Entries drawn from a collection
------------------------------------------------

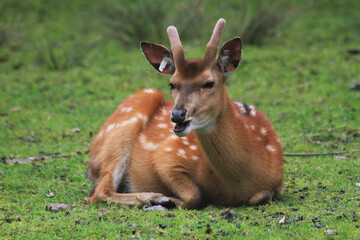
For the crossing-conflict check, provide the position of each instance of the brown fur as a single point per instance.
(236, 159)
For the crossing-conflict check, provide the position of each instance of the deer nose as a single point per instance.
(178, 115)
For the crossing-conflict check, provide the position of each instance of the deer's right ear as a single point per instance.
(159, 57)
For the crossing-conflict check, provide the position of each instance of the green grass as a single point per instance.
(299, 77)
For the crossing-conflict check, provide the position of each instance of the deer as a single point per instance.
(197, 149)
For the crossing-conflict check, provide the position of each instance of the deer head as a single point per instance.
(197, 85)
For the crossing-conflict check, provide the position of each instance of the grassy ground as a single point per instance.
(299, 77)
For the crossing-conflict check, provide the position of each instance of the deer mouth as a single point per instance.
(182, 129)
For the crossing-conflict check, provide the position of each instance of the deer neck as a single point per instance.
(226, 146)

------------------------------------------------

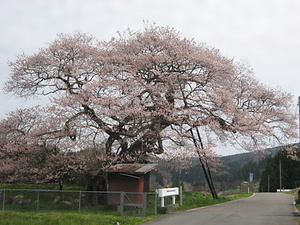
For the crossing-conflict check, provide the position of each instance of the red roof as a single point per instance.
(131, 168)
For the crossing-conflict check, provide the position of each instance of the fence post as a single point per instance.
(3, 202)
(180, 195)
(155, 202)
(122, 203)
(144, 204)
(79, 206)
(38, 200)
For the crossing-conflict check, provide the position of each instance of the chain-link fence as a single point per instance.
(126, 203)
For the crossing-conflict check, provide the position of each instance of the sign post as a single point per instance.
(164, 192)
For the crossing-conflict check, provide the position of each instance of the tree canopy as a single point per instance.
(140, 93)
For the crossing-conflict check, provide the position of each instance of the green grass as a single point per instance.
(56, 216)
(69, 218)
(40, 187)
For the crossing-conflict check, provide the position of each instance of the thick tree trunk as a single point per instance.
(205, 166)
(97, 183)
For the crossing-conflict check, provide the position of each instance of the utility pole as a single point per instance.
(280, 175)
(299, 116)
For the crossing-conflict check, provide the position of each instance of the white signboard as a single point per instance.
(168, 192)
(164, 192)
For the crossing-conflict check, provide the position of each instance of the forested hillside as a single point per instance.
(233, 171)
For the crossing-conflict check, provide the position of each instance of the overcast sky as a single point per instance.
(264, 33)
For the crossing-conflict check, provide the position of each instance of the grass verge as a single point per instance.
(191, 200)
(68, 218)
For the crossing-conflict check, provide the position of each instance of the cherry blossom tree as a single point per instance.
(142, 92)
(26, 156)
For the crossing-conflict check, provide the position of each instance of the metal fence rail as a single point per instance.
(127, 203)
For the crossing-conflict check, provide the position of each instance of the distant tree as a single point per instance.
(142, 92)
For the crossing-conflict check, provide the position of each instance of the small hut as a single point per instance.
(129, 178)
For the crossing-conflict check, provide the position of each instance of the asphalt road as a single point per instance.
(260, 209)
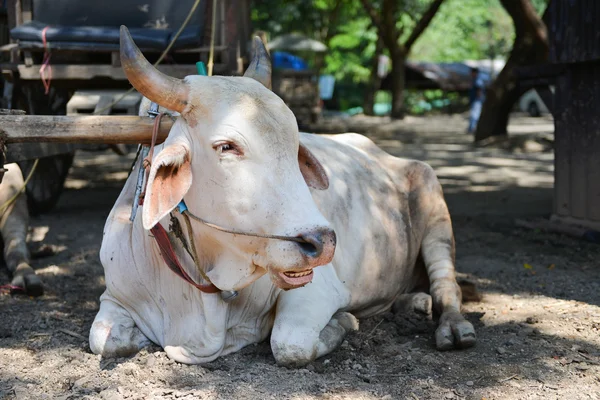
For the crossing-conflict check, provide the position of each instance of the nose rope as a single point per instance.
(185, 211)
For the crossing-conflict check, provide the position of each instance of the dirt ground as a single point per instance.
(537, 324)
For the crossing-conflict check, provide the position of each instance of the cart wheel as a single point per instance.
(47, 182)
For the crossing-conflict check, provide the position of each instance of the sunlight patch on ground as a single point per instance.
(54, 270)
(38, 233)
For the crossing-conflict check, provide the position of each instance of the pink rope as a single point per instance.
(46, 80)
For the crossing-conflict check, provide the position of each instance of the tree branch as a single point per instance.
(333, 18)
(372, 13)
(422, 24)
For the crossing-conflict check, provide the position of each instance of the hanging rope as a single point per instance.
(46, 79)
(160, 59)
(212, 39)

------------------------------------------------

(TO BE DONE) From the entries above, extract each line that contains the string "ground". Uppercase and lowercase letters count as different.

(SOLUTION FOR THIS EXERCISE)
For the crossing-conflict check, provide the position of each instance of the grassy ground as a single point per instance.
For the crossing-conflict check, provide the position of each instance of the dirt ground as a single point per instance.
For the crossing-conflict check, provide the position of each instance of the sunlight patch on ground as a single point per instance.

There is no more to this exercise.